DOCUMENT SECTION:
# # # # #
California Courts of Appeal, 2024

People v. Thomas CA2/7

People v. Thomas CA2/7
California Courts of Appeal · Decided April 2, 2024

People v. Thomas CA2/7

Opinion

Filed 4/2/24 P. v. Thomas CA2/7 NOT TO BE PUBLISHED IN THE OFFICIAL REPORTS California Rules of Court, rule 8.1115(a), prohibits courts and parties from citing or relying on opinions not certified for publication or ordered published, except as specified by rule 8.1115(b). This opinion has not been certified for publication or ordered published for purposes of rule 8.1115.

IN THE COURT OF APPEAL OF THE STATE OF CALIFORNIA SECOND APPELLATE DISTRICT DIVISION SEVEN

THE PEOPLE, B330403 Plaintiff and Respondent, (Los Angeles County Super. Ct. No. A963974)) v. AHMAD DEREK THOMAS, Defendant and Appellant.

APPEAL from an order of the Superior Court of Los Angeles County, Shelly Torrealba, Judge. Affirmed.

Ralph H. Goldsen, under appointment by the Court of Appeal, for Defendant and Appellant.

No appearance for Plaintiff and Respondent.

__________________ Ahmad Derek Thomas appeals from a postjudgment order summarily denying his petition for resentencing under Penal Code section 1172.6.1 No arguable issues have been identified by Thomas’s appointed appellate counsel following his review of the record or by Thomas in his supplemental letter brief to this court.

We affirm.

FACTUAL AND PROCEDURAL BACKGROUND A. The Murders and the Information As this court explained in People v. Thomas (Oct. 8, 1991, B043359) (nonpub. opn.), Thomas confessed to the murders of two of his neighbors, Ona Paul and Josie Jones, and at trial Thomas’s counsel conceded that Thomas committed the murders but argued the murders were second degree, not first degree.2 According to the evidence presented at trial, on the evening of July 28, 1987 Paul was home alone eating dinner when Thomas knocked on his door, and Paul let him in. Thomas took a two-pronged barbeque fork and stabbed Paul to death. Paul customarily carried a large amount of cash in his wallet.

Following the killing, no money was found in Paul’s wallet at the scene of the crime.

1 Further statutory references are to the Penal Code. 2 We provide a brief recitation of the facts from the trial as background and do not rely on the facts for purposes of this appeal. (See People v. Lee (2023) 95 Cal.App.5th 1164, 1183 [“the factual summary . . . may not be used to determine a petitioner’s eligibility at the prima facie stage”]; People v. Bratton (2023) 95 Cal.App.5th 1100, 1113 [same].)
# # # # #
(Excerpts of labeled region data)
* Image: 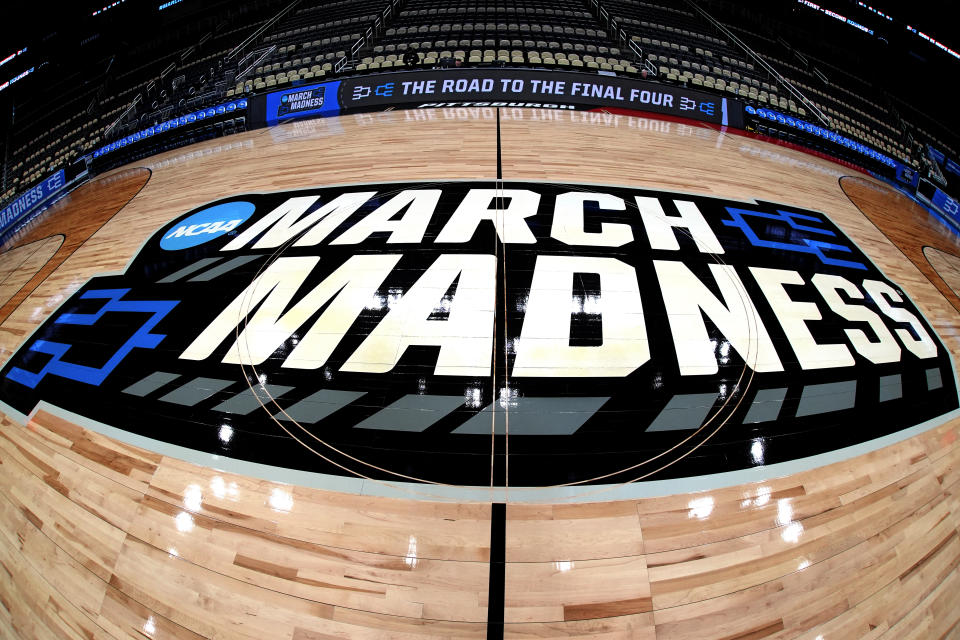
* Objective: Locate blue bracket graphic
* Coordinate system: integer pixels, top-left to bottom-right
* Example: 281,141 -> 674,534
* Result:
721,207 -> 867,271
7,289 -> 180,389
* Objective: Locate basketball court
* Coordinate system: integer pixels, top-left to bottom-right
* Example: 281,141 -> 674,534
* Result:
0,107 -> 960,640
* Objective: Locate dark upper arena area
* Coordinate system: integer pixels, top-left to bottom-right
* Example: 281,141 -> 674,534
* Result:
0,0 -> 960,207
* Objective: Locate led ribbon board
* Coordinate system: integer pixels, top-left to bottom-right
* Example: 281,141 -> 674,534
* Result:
0,181 -> 958,486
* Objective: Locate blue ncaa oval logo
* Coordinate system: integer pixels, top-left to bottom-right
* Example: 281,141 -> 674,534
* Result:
160,200 -> 256,251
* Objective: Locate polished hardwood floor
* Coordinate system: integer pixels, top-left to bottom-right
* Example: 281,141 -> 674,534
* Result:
0,108 -> 960,640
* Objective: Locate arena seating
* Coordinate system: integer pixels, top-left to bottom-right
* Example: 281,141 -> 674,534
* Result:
# # # # #
REQUIRED WORK:
#1 Transcribe the court opinion word for word, everything from "FACTUAL AND PROCEDURAL" down to "of the crime.".
#2 In the court opinion, what did Thomas use to stab Paul?
#3 Take the court opinion further, picking up right after its last sentence.

RESULTS OF THE EXERCISE:
#1
FACTUAL AND PROCEDURAL BACKGROUND A. The Murders and the Information As this court explained in People v. Thomas (Oct. 8, 1991, B043359) (nonpub. opn.), Thomas confessed to the murders of two of his neighbors, Ona Paul and Josie Jones, and at trial Thomas’s counsel conceded that Thomas committed the murders but argued the murders were second degree, not first degree.2 According to the evidence presented at trial, on the evening of July 28, 1987 Paul was home alone eating dinner when Thomas knocked on his door, and Paul let him in. Thomas took a two-pronged barbeque fork and stabbed Paul to death. Paul customarily carried a large amount of cash in his wallet.

Following the killing, no money was found in Paul’s wallet at the scene of the crime.

#2 A two-pronged barbeque fork.

#3
On February 4, 1988 Thomas knocked on Jones’s door.

Jones let him in, and Thomas stabbed Jones to death with a pair of scissors. Jones kept a cloth purse containing money tucked into her bra, secured with a safety pin. After the killing, the cloth purse was missing, but a safety pin was found near her body.

In April 1988 an information charged Thomas with seven felony counts relating to three incidents. Thomas was the only defendant. As to the killing of Paul and Jones, the information charged Thomas with two counts of willful, deliberate, and premeditated murder (§ 187; counts 1 & 4) with a special circumstance allegation that the murders occurred while Thomas was engaged in a robbery or burglary (§ 190.2, subd. (a)(17)). The information further alleged a multiple-murder special circumstance (§ 190.2, subd. (a)(3)). Also with respect to Paul and Jones, the information charged Thomas with two counts of residential robbery (§ 211; counts 2 & 5) and two counts of residential burglary (§ 459; counts 3 & 6). As to counts one through five, the information alleged Thomas personally used a deadly and dangerous weapon (a “stabbing instrument”), within the meaning of section 12022, subdivision (b). The information also charged Thomas with residential burglary (§ 459; count 7) involving a third victim, Marie Card.

B. The Jury Instructions The trial court instructed the jury on murder (CALJIC No. 8.10 (5th ed. 1988)),3 malice aforethought (CALJIC No. 8.11),

3 All references to the CALJIC instructions are to the 1988 edition.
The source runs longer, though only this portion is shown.